## The problem:
Reproduce word for word the stretch of the working memory text below from "Based upon these" through "memory in humans.".

Human working memory has been hypothesized to be no unitary system but to consist of different specialized subsystems: the phonological loop for the maintenance of verbal information, the visuospatial sketchpad for the maintenance of spatial information, a central executive serving as a supervisory control system and the so-called episodic buffer as an interface between working memory subsystems and long-term memory [4]. Previous functional MRI studies have indeed identified several dissociable neural networks underlying specific verbal and visuospatial working memory functions in healthy individuals [12, 13, 1618]. In one study [18], for instance, the performance of a verbal working memory task requiring an articulatory rehearsal mechanism elicited activation in a left-lateralised network including premotor and parietal brain regions, whereas performance of specific visuospatial working memory tasks activated a bilateral brain system including the cortices along posterior parts of the superior frontal sulci and along the intraparietal sulci.

Based upon these former studies investigating healthy individuals, a further large series of subsequent fMRI studies in clinical samples [19, 2224] as well as complementary lesion studies [15], clear brain–behaviour relationships could be established between specific brain circuits and subcomponents of working memory in humans.

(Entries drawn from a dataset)
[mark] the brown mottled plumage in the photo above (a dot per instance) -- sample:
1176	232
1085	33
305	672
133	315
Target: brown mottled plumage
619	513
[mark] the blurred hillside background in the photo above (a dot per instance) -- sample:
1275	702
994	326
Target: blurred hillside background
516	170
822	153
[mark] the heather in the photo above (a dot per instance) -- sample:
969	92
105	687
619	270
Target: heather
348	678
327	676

## Written solution:
Based upon these former studies investigating healthy individuals, a further large series of subsequent fMRI studies in clinical samples [19, 2224] as well as complementary lesion studies [15], clear brain–behaviour relationships could be established between specific brain circuits and subcomponents of working memory in humans.